__The task__. Starting at the line that contains "Question. In the picture below, identify the person's" and ending at the line that contains "172), (371, 201)]", rewrite those lines of the material with the requests included, scaling every x and y coordinate in the answers by 2.25 and rounding to whole numbers, with halves rounded up. Leave the pictures out of your answer.

Named object pointing entries:

-=-=-=-=-

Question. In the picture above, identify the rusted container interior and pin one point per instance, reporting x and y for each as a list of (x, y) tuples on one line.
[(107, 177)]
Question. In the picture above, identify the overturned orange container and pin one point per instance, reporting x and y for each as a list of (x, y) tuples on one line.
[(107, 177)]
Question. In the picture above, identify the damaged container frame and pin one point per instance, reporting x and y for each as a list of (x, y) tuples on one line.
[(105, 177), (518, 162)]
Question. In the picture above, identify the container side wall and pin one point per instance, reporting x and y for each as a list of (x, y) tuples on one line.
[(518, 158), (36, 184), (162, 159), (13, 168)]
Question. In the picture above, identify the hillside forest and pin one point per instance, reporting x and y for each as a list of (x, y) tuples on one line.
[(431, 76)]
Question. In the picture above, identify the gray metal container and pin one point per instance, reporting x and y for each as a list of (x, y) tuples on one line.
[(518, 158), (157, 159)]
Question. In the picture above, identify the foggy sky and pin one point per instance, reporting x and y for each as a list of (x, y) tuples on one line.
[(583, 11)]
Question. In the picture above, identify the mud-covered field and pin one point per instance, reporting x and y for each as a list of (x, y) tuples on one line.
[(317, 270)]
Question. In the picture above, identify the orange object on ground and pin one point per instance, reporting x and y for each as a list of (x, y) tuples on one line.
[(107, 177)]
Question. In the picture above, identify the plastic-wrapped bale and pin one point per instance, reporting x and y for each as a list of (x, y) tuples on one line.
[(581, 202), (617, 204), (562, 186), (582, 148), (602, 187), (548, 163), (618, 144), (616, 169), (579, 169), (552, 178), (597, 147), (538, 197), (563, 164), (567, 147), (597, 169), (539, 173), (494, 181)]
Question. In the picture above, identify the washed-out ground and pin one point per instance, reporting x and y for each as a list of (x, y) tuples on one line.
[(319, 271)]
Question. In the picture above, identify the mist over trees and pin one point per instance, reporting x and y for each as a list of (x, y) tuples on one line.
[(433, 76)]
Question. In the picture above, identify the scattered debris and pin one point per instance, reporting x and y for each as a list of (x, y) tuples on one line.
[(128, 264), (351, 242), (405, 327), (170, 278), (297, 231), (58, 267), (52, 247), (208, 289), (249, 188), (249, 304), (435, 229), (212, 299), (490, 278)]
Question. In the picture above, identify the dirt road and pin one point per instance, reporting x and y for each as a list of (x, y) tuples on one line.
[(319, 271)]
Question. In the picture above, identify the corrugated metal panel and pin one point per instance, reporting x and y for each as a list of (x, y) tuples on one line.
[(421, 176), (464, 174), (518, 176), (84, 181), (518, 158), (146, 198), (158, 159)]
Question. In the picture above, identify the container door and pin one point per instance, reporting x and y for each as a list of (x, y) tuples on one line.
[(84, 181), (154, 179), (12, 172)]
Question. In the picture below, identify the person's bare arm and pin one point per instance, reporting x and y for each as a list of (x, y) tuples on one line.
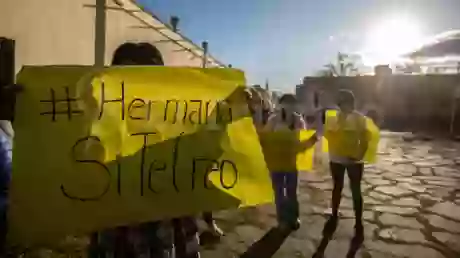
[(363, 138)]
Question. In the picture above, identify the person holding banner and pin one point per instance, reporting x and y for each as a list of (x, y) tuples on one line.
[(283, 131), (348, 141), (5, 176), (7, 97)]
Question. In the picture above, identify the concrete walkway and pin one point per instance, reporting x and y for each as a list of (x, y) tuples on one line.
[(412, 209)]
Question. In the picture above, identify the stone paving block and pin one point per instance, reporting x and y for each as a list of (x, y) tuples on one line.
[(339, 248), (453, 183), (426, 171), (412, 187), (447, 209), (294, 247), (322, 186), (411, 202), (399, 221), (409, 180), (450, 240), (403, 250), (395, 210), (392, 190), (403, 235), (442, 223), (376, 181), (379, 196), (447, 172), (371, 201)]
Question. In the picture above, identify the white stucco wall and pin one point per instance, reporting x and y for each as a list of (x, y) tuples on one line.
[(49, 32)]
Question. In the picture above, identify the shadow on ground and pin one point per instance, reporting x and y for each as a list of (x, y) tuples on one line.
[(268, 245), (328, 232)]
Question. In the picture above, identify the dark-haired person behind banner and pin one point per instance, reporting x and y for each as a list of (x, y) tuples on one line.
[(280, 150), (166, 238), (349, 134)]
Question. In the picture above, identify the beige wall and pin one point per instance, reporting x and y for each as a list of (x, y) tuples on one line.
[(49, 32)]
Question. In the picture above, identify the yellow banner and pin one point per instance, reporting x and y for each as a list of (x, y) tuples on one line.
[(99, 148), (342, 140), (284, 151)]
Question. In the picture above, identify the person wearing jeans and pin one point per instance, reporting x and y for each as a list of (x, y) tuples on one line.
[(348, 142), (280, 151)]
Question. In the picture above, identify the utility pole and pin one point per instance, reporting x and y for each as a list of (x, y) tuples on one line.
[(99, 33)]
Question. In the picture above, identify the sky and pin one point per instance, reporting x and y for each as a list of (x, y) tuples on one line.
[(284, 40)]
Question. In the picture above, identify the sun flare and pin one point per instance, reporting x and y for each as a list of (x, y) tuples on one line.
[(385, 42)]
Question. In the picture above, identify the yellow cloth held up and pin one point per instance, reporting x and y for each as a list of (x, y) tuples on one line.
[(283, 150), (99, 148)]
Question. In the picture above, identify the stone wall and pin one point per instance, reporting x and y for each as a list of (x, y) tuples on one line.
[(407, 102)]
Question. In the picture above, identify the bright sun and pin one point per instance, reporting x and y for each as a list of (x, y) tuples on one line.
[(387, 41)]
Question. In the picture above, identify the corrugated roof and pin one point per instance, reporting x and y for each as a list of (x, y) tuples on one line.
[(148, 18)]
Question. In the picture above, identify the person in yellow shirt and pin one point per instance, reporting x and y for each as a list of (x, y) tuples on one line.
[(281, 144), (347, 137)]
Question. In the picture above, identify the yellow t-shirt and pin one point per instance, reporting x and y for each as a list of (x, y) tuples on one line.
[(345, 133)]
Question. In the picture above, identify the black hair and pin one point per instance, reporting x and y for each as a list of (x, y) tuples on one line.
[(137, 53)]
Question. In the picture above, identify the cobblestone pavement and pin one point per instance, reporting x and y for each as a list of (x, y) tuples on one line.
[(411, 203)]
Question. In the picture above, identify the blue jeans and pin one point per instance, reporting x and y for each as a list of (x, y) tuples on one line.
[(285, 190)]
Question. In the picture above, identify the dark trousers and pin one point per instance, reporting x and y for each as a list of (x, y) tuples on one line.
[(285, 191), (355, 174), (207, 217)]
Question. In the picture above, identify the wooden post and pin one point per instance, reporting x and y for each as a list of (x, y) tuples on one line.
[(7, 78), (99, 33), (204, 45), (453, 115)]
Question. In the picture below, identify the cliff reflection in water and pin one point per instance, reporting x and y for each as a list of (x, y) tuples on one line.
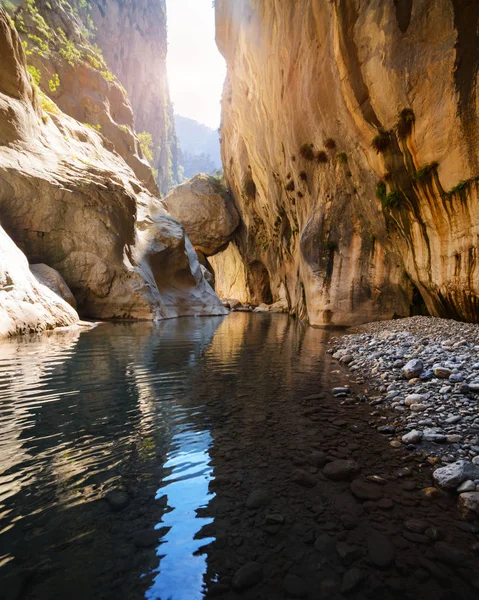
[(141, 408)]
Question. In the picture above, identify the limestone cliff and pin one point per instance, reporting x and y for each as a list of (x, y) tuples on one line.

-=-=-=-=-

__Exercise response__.
Question. In the picture below, identify the person's bare arm and pin one point per instance, reporting x and y for each as a list of (x, y) tuples on one line.
[(817, 311)]
Question. In the picture above, identify the person holding banner and pin one point per instance, reporting x and y for each as a list of (x, y) tuples on one line.
[(637, 295), (783, 317), (11, 396), (16, 218)]
Question. In the picture above, identify the concrete walkway and pin one point per instance, reporting x and y for each as a list of (x, y) tuples on one line.
[(927, 470)]
Question. In the picture above, identify the stone paving block and pin one point per instance, reporting x and y for each as a list of (x, y) tuples on one line.
[(763, 558), (1019, 412), (959, 385), (927, 421), (1006, 470), (662, 556), (725, 419), (925, 455), (898, 497), (920, 405), (1013, 540), (907, 563), (889, 473), (882, 428), (907, 529), (995, 502), (846, 407), (853, 441), (1006, 387), (835, 452)]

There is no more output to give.